__Texte fourni__:

□ □ □ □ □

La "pêche à Islande" :

les marins-pêcheurs bretons en mers du nord


Dès le XVIème siècle, les marins-pêcheurs bretons arpentent les eaux de la côte islandaise. La pêche morutière se pratique essentiellement à Terre-Neuve, mais les eaux très poissonneuses de la Mer d’Islande attirent les pêcheurs. C’est à partir des années 1850 que la pêche morutière s’organise réellement. A bord de goélettes ou de dundees, les pêcheurs gagnent les mers d’Islande. En Bretagne, on les surnommes les "Islandais". Malgré les dangers, ils reviennent avec des cales chargées de poissons. La « Grande Pêche », également nommée la "pêche à Islande" durera jusque dans les années 1930. 


La « pêche à Islande », grande campagne morutière des Bretons


Sur des goélettes à huniers, connus sous le nom de goélettes paimpolaises, les marins bretons partaient pour de longs mois de campagne maritime. Toujours au péril de leur vie. Les conditions de navigation et de pêche sont extrêmement dures.

□ □ □ □ □

__Informations fournies__:

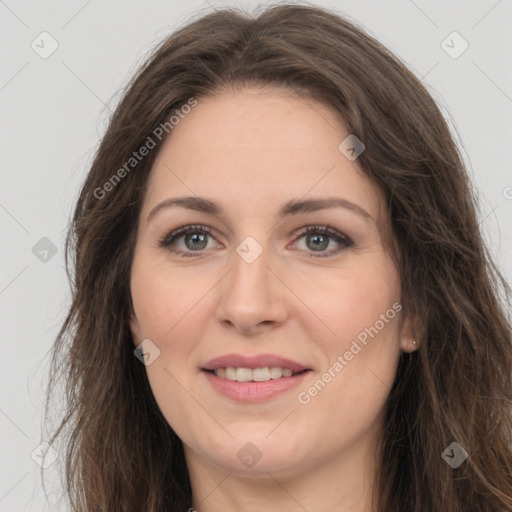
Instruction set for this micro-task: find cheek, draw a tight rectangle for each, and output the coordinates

□ □ □ □ □

__Travail à faire__:
1. Indiquez si chacune des affirmations suivantes concorde avec le texte sur la pêche à Islande, en répondant par oui ou par non et en citant les mots du texte qui tranchent. (a) La pêche morutière s'organise réellement à partir des années 1850. (b) La « pêche à Islande » se poursuit jusque dans les années 1950. (c) La pêche morutière se pratique surtout en mer d'Islande.
2. Poursuivez le texte sur la pêche à Islande à partir de sa dernière phrase.

__Réponses aux consignes__:
1.
(a) Oui : « C’est à partir des années 1850 que la pêche morutière s’organise réellement. »
(b) Non : « La « Grande Pêche », également nommée la "pêche à Islande" durera jusque dans les années 1930. »
(c) Non : « La pêche morutière se pratique essentiellement à Terre-Neuve ».

2.
Conditions de vie des marins-pêcheurs bretons

Goélette des pêcheurs bretons pour la pêche à Islande

Les dangers de la mer sont omniprésents. Sur place, ils affrontent régulièrement des tempêtes et autres intempéries. Parfois, la dérive des icebergs menace leurs bateaux. Sans compter que le climat islandais est bien plus froid qu’en Bretagne. 


Les conditions de travail ne valent guère mieux que les conditions climatiques. Les marins sont loin de leurs familles, isolés sur des bateaux non équipés et vivent dans un environnement misérable. A bord, rien n'est pensé pour les hommes. Tout est élaboré pour une rentabilité maximale de la pêche. Les pêcheurs vivent dans une misère inconcevable. Un environnement exécrable. 


Absence totale d'hygiène, malnutrition, aucun confort, même pas pour le repos. Le plus souvent, les pêcheurs s'endorment tout habillés. Les vêtements trempés et imprégnés de l'odeur des viscères des poissons. La dépense physique est si intense qu’il arrive souvent aux marins de s’endormir n’importe où, à même le pont du bateau.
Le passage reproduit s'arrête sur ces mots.